◆ Problem
Pick out and copy every line in the entries below that contains the word "hair". Case counts, so only lines with that exact capitalization qualify.

◆ Data for processing
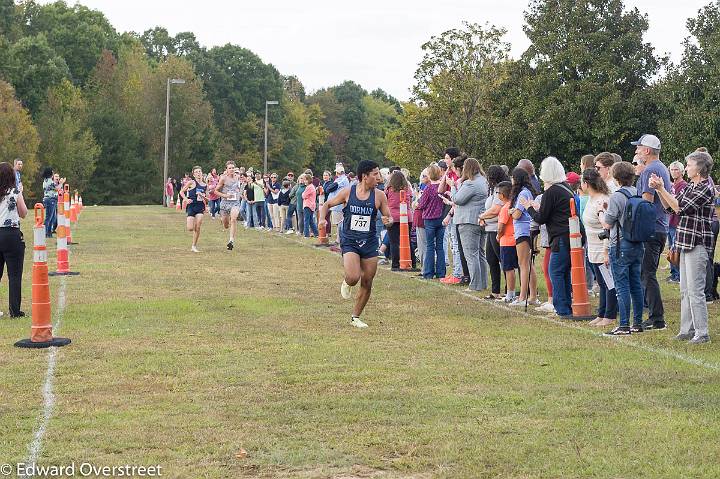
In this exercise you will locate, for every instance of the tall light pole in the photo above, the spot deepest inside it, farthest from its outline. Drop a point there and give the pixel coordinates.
(269, 102)
(177, 81)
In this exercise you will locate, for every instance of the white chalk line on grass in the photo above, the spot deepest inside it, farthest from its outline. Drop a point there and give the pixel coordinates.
(624, 341)
(47, 390)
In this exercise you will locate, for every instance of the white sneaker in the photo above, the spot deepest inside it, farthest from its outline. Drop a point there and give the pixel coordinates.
(357, 323)
(546, 308)
(345, 290)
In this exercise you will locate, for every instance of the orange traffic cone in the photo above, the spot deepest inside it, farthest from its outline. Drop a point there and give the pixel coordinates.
(73, 212)
(322, 229)
(66, 206)
(41, 330)
(63, 255)
(405, 262)
(580, 303)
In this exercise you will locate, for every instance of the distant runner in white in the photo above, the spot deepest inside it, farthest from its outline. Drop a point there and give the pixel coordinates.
(359, 243)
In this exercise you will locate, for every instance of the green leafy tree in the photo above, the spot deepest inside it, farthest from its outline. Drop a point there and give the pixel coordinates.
(67, 143)
(35, 67)
(689, 97)
(193, 136)
(454, 100)
(237, 84)
(18, 136)
(76, 33)
(588, 69)
(120, 115)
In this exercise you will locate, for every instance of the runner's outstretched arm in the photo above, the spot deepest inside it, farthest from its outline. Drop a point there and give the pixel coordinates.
(384, 209)
(340, 199)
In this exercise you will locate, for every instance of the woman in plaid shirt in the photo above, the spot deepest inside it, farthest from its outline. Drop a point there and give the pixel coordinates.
(693, 239)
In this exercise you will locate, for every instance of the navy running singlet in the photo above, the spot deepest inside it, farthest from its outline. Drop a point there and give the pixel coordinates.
(359, 217)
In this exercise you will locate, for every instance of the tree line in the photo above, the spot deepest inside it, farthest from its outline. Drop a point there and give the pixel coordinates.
(89, 101)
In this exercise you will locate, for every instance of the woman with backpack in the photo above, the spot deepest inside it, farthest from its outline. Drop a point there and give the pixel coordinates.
(625, 256)
(694, 237)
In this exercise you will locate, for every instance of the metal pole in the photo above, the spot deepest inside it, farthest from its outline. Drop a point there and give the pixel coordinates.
(265, 156)
(167, 132)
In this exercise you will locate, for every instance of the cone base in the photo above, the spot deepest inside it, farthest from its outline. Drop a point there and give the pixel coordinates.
(55, 342)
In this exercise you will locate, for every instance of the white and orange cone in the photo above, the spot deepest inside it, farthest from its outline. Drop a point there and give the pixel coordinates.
(41, 330)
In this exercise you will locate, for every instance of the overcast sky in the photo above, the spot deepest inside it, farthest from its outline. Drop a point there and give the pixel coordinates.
(374, 43)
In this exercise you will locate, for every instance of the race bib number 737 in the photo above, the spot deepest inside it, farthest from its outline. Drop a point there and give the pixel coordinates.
(360, 223)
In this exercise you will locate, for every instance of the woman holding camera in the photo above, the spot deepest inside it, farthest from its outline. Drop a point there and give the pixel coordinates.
(598, 244)
(12, 243)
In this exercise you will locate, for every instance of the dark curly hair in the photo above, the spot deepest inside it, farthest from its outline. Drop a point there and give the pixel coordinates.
(521, 179)
(496, 175)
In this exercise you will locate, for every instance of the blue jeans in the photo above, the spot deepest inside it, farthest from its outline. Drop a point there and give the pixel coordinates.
(608, 298)
(434, 262)
(626, 261)
(309, 222)
(560, 278)
(291, 212)
(214, 207)
(259, 213)
(674, 270)
(267, 215)
(50, 205)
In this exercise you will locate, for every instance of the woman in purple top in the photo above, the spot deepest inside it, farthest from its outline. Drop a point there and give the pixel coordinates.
(432, 206)
(523, 191)
(677, 172)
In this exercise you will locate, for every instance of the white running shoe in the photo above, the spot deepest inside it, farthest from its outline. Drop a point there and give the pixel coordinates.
(345, 290)
(357, 323)
(546, 308)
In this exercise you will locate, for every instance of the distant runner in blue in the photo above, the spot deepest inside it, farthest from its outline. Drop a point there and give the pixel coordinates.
(359, 243)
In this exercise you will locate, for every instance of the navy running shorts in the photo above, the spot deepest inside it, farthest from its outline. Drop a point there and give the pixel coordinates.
(365, 249)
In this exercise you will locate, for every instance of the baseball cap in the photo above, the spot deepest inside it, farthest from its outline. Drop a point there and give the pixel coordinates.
(651, 141)
(572, 178)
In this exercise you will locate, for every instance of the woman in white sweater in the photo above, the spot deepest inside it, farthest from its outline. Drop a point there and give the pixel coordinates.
(598, 191)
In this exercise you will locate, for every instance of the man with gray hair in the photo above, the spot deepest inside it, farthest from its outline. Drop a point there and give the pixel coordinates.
(528, 166)
(647, 154)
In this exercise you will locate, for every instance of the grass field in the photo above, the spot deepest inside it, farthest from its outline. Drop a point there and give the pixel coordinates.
(182, 360)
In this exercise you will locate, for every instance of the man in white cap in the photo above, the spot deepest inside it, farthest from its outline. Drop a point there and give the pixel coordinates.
(341, 182)
(647, 154)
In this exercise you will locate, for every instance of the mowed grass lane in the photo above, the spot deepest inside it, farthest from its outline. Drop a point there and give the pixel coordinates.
(182, 359)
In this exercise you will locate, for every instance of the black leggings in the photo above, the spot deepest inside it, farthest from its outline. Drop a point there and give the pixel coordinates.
(492, 254)
(12, 253)
(463, 261)
(394, 232)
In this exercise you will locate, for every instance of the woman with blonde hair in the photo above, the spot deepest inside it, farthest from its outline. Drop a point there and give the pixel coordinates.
(432, 208)
(469, 202)
(554, 211)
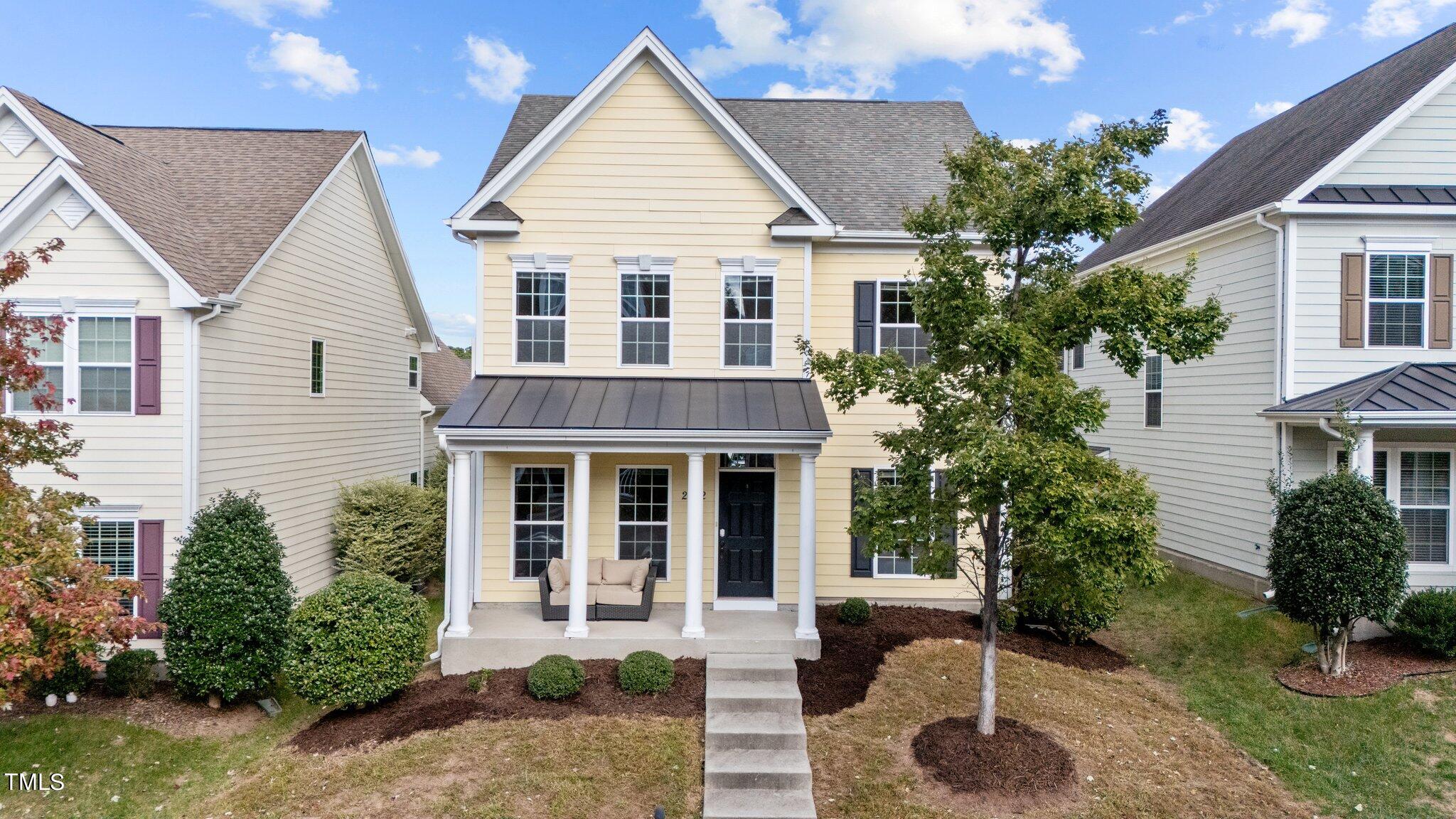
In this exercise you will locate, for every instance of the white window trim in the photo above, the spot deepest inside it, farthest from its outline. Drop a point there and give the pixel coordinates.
(658, 266)
(542, 262)
(1396, 248)
(668, 525)
(747, 266)
(323, 368)
(511, 522)
(72, 311)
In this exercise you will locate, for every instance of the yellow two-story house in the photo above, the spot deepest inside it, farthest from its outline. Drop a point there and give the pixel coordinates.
(646, 259)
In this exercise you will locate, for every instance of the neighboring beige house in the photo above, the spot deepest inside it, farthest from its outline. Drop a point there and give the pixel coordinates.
(240, 315)
(1328, 232)
(647, 257)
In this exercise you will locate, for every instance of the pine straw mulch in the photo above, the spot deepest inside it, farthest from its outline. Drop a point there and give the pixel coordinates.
(1375, 665)
(1136, 748)
(851, 655)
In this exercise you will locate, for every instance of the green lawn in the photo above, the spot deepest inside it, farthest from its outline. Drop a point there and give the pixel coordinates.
(1393, 752)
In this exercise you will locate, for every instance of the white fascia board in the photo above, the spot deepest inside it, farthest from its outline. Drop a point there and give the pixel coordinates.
(1392, 122)
(40, 196)
(646, 47)
(8, 101)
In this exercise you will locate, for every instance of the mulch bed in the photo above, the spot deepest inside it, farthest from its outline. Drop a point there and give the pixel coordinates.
(1017, 761)
(1375, 665)
(851, 655)
(446, 701)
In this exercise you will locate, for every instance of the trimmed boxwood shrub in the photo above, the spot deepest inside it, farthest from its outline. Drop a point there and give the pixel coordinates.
(646, 672)
(555, 677)
(392, 528)
(132, 674)
(1428, 621)
(228, 602)
(357, 640)
(854, 611)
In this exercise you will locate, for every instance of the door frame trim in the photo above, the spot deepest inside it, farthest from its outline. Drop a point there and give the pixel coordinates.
(746, 604)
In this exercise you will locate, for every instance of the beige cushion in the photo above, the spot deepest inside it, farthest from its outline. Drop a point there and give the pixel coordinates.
(618, 572)
(618, 596)
(558, 574)
(564, 598)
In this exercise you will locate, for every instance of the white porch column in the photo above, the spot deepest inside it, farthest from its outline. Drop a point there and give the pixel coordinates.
(458, 576)
(580, 496)
(807, 551)
(1363, 462)
(693, 583)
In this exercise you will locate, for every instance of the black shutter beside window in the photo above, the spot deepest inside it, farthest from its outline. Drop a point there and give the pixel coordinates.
(860, 556)
(865, 306)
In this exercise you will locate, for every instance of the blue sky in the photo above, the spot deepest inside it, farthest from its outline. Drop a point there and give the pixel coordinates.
(434, 83)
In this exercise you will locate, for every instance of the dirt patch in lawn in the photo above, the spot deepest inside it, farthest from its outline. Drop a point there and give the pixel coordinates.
(1375, 665)
(165, 712)
(439, 703)
(1015, 769)
(851, 655)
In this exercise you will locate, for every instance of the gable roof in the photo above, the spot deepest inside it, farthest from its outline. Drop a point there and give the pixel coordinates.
(861, 161)
(1268, 162)
(210, 201)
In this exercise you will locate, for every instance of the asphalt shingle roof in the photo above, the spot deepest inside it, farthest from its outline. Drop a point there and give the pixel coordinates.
(862, 162)
(1267, 162)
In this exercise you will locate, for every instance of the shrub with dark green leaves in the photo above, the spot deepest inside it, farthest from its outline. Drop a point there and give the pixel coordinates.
(357, 640)
(854, 611)
(226, 605)
(392, 528)
(1428, 621)
(1337, 554)
(132, 674)
(646, 672)
(555, 677)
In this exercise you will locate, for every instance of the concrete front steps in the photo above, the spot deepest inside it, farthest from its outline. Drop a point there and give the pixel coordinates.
(756, 761)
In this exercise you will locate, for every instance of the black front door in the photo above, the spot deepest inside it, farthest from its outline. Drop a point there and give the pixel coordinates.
(746, 534)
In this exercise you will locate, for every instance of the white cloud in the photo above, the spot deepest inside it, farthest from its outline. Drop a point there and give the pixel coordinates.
(854, 48)
(1303, 19)
(314, 70)
(1400, 18)
(498, 73)
(1265, 109)
(1082, 124)
(1189, 130)
(412, 158)
(259, 12)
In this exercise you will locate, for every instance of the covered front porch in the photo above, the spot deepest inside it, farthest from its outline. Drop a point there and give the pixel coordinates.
(712, 480)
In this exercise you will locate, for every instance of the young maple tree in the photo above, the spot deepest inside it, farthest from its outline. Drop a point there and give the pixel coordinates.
(55, 606)
(992, 407)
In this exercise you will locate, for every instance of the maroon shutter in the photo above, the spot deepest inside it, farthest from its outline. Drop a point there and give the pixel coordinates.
(149, 570)
(149, 366)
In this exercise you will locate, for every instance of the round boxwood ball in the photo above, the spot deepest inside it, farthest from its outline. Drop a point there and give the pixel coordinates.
(555, 677)
(854, 611)
(646, 672)
(357, 640)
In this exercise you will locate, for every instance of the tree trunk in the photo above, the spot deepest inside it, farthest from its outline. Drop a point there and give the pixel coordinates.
(990, 624)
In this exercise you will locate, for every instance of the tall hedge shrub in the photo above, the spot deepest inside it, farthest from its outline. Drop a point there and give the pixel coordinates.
(392, 528)
(228, 602)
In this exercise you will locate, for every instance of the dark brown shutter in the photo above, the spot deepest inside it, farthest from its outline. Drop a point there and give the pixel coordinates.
(860, 557)
(1351, 299)
(1440, 302)
(936, 484)
(865, 306)
(149, 366)
(149, 569)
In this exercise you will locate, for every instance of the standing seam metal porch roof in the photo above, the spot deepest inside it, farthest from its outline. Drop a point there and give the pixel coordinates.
(650, 404)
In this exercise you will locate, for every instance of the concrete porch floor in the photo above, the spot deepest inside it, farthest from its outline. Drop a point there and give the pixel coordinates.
(507, 636)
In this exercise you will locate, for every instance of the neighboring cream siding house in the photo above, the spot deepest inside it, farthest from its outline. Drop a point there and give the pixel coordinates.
(647, 259)
(198, 267)
(1328, 233)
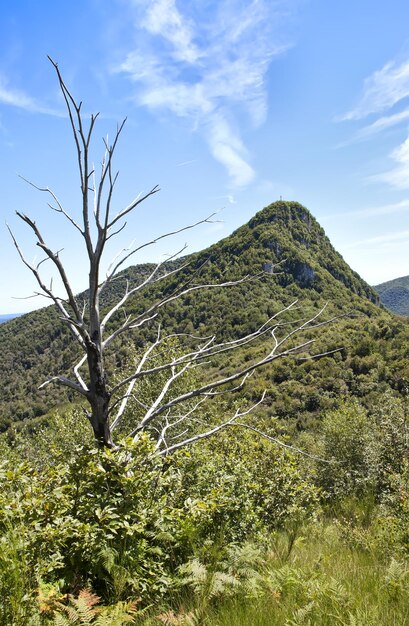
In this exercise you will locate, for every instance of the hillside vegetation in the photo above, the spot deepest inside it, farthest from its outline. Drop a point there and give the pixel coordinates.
(394, 294)
(297, 517)
(283, 238)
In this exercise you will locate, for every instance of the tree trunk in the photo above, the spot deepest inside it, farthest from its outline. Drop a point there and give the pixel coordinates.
(98, 397)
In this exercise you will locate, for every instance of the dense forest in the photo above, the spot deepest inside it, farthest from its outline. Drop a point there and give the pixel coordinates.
(298, 515)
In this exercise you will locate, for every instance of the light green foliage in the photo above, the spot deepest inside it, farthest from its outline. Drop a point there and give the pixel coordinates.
(243, 485)
(84, 611)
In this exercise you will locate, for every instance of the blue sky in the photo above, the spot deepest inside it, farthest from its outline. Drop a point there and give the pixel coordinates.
(230, 104)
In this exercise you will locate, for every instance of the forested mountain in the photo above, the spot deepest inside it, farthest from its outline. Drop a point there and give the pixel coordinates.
(394, 294)
(298, 512)
(290, 257)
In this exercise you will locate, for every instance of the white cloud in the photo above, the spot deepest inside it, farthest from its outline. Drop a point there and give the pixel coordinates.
(386, 209)
(17, 98)
(381, 240)
(163, 18)
(398, 176)
(382, 90)
(206, 62)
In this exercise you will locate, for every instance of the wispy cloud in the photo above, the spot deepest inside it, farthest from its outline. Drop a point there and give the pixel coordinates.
(385, 209)
(399, 175)
(385, 88)
(17, 98)
(383, 91)
(382, 240)
(207, 62)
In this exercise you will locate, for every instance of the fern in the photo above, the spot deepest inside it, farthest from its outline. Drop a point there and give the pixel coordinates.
(83, 611)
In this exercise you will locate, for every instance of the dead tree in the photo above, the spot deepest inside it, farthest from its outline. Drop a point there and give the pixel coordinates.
(97, 225)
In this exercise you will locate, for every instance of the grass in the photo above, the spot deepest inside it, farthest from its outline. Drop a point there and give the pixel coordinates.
(325, 581)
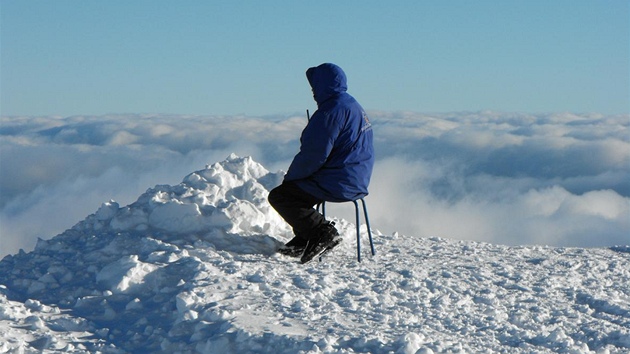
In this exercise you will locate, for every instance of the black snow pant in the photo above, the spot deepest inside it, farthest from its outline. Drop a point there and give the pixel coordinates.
(297, 208)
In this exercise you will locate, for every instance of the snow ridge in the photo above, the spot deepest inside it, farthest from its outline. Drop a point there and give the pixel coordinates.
(192, 268)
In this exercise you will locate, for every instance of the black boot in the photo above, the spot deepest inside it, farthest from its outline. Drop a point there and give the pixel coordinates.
(325, 238)
(294, 248)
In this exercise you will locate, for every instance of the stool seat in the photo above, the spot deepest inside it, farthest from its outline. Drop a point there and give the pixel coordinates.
(367, 223)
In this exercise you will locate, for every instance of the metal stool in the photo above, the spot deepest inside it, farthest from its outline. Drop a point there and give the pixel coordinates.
(367, 223)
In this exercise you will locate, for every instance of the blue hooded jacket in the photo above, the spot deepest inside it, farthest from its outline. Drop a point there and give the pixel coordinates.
(336, 153)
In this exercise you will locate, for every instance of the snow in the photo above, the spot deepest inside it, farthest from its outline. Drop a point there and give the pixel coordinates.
(192, 268)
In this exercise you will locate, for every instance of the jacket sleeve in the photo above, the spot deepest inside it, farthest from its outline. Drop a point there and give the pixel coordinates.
(316, 143)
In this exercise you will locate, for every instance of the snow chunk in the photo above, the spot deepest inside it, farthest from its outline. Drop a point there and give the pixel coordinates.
(125, 274)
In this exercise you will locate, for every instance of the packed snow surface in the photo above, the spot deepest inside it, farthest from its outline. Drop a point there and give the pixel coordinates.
(193, 268)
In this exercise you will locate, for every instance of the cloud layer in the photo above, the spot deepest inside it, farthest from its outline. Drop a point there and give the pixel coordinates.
(509, 178)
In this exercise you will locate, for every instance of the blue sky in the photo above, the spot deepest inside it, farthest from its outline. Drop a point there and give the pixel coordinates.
(248, 57)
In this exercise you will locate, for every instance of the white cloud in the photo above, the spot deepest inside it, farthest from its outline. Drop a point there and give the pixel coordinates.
(557, 179)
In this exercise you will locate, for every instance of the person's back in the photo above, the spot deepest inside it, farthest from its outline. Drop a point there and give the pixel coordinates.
(334, 163)
(336, 154)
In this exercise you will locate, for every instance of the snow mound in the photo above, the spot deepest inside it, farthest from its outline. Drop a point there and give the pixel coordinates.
(192, 268)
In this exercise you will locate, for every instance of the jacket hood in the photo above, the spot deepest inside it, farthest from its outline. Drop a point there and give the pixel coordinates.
(327, 80)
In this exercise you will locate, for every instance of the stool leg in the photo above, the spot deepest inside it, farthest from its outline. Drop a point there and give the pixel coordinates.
(356, 209)
(323, 204)
(367, 223)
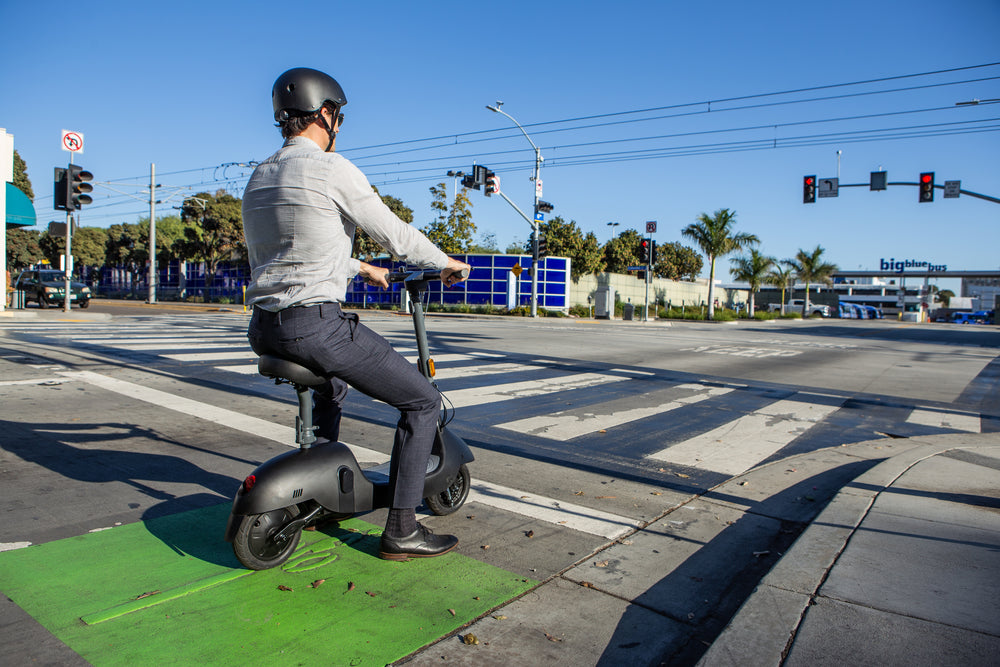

◆ Answer to this problem
In this exercise you will locate, for every instance of the dark curly hair in the photo above, the spot deepest inside it, farthest from its outline. Drop a point there and give the pixel coordinates.
In this exercise you will locate, for every instance of the man with gray hair in the photo above, the spot deepest inside it, farthest from its outline. Drop a point there and give the pixel coordinates.
In this exercise you will locate, for every instance of the woman with blonde hair in the photo above, the spot deepest inside it, farthest from its outline. Drop a point there and give the pixel coordinates.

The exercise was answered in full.